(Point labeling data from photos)

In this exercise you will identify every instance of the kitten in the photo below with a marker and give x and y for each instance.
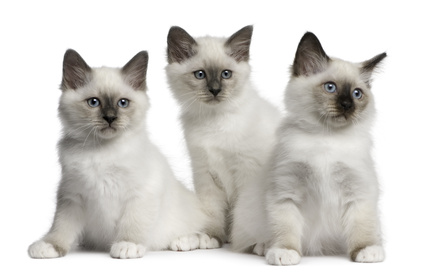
(228, 127)
(323, 191)
(117, 192)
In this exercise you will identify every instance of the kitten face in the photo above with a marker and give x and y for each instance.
(207, 70)
(332, 92)
(102, 103)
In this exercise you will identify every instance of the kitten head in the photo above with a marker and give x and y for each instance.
(329, 91)
(102, 103)
(207, 70)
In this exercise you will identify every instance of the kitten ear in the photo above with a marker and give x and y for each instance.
(310, 57)
(76, 73)
(180, 45)
(369, 66)
(135, 71)
(239, 44)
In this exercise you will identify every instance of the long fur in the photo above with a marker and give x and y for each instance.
(321, 191)
(229, 136)
(117, 192)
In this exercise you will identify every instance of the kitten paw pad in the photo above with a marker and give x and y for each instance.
(185, 243)
(259, 249)
(43, 250)
(127, 250)
(207, 242)
(370, 254)
(279, 256)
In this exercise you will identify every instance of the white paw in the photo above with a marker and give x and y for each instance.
(43, 250)
(280, 256)
(185, 243)
(207, 242)
(259, 249)
(370, 254)
(127, 250)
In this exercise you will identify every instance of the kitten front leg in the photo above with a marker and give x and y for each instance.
(211, 193)
(67, 224)
(213, 199)
(363, 232)
(286, 224)
(133, 228)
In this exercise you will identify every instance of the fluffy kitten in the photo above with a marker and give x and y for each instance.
(117, 192)
(229, 128)
(323, 191)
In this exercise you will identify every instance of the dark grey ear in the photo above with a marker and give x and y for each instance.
(310, 57)
(239, 44)
(135, 71)
(76, 73)
(369, 66)
(180, 45)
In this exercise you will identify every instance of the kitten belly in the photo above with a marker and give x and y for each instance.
(102, 215)
(323, 233)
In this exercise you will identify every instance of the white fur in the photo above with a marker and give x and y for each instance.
(117, 192)
(327, 215)
(228, 141)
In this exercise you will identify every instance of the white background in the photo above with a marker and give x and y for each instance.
(35, 34)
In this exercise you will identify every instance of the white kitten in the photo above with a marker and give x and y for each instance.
(229, 128)
(117, 192)
(322, 192)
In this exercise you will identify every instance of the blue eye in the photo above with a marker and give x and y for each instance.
(226, 74)
(200, 74)
(93, 102)
(357, 93)
(123, 103)
(330, 87)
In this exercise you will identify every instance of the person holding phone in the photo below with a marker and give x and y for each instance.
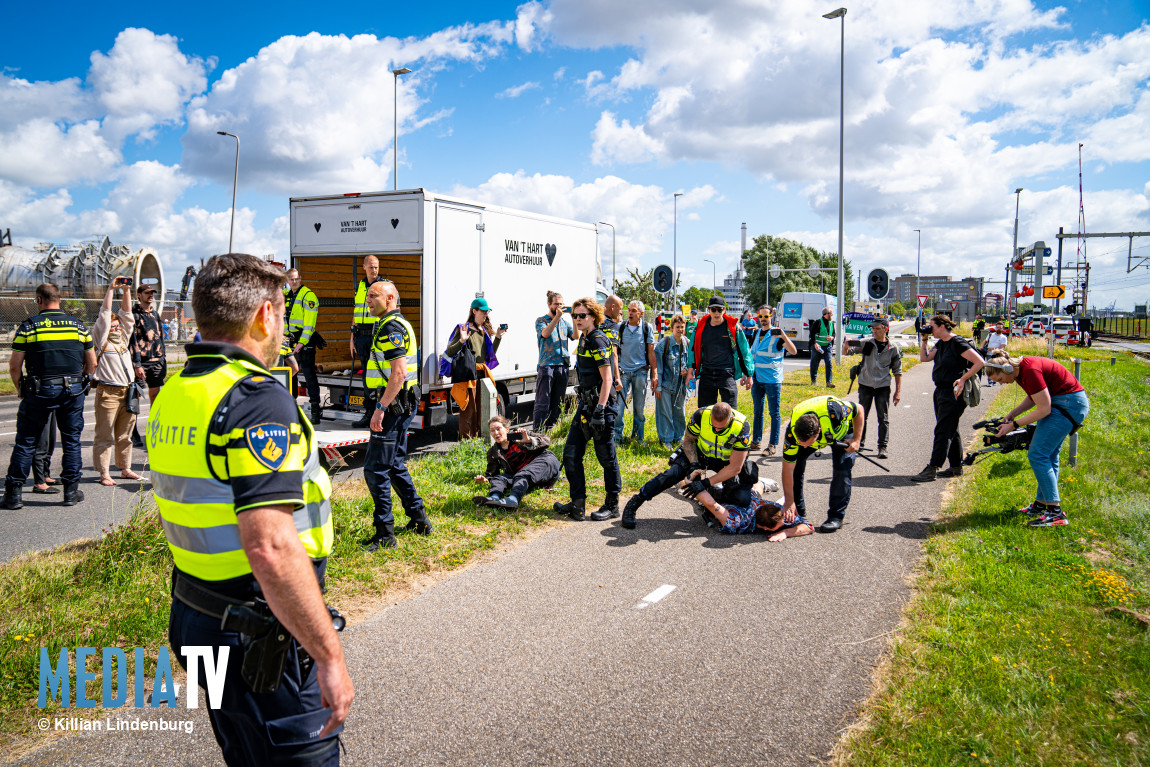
(768, 347)
(518, 462)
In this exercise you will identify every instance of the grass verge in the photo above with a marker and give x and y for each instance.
(114, 591)
(1014, 649)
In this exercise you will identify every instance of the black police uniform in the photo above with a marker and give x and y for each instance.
(593, 351)
(54, 344)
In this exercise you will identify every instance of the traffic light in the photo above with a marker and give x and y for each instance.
(878, 284)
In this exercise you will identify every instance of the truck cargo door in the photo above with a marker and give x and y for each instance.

DIRECTION:
Reproduce every line above word for word, leaving out the pictures.

FULL SOLUTION:
In this exercise you will identify every instance of the kitten in the photo below with a marker and give x and y for each instance.
(228, 127)
(323, 191)
(117, 192)
In this exercise you will identify every instance of the kitten face in the photo above with a marker and give x and y for each instance.
(207, 70)
(332, 92)
(102, 103)
In this exercise you will identify every instance of the kitten head in the photo above with a marker and give x and y for each instance.
(329, 91)
(102, 103)
(207, 70)
In this exercise you will identify every instance of the kitten ear in the photo above with a marker and give x and y for each instance.
(310, 57)
(76, 73)
(180, 45)
(369, 66)
(135, 71)
(239, 44)
In this exercise you will identify every instance of the long fur in the photo above with a marker and give x and y for each instance.
(321, 191)
(229, 136)
(117, 192)
In this exercise you will identify every instance of the kitten paw pad in the photo above with a marker and give x and y for each instance.
(185, 243)
(259, 249)
(43, 250)
(127, 250)
(207, 242)
(370, 254)
(279, 256)
In this exercise you will identify every instance of the white paw in the photo above with a marker and give x and y for each instance.
(43, 250)
(280, 256)
(185, 243)
(207, 242)
(259, 249)
(370, 254)
(127, 250)
In this exercise you will identify every instance of the kitten front leg in the photo above with a marker and give x and y for each instance.
(211, 193)
(67, 224)
(213, 199)
(363, 232)
(286, 224)
(133, 228)
In this exercise you will identify every instance of the fluffy kitten in the photo above with a marker and give x and y for each instance.
(117, 192)
(229, 128)
(323, 191)
In this exercise you will identify every instance of the dark grey ear in the photo above with a marker and give x and y for each instance.
(310, 57)
(239, 44)
(135, 71)
(76, 73)
(369, 66)
(180, 45)
In this exercise you will identify every instance of the kitten belly in the photo above with a marker and give x and y for each instance.
(102, 215)
(323, 233)
In this exercise you will identify every instance of the white fur in the photo above with a marker and give x and y for each instance.
(117, 192)
(327, 215)
(228, 141)
In this exercise you will identify every instance of the white background in the photo above with a marker and give x and y for each instance.
(35, 34)
In this exercise you will identify every instance of the white kitten in the photo above with a marker and give x and y for each instance.
(229, 128)
(117, 192)
(322, 192)
In this exercise you will identify every instance of the blue eye in the photo above with a marker and give x and y for each instance.
(226, 74)
(200, 74)
(93, 102)
(357, 93)
(123, 103)
(330, 87)
In this exercise you will identify every instance of the person holding phone in the photo below with a marker and give x and y for each instance.
(768, 347)
(518, 462)
In this exercise you will identify every instance of the grass verge in the photo above with a marker and give x and y for each instance.
(114, 591)
(1014, 649)
In this exercise you will identify every instance of the black police uniform in the photo above with a marker and give x and y for each instance.
(593, 351)
(54, 344)
In this exercise you will identify every instance of the traffic light in the photo above with a marker and give x and y for each instance.
(878, 284)
In this exercise you will identify every instance of the truck cargo door in the photo above with a marker and give x and y for each instance.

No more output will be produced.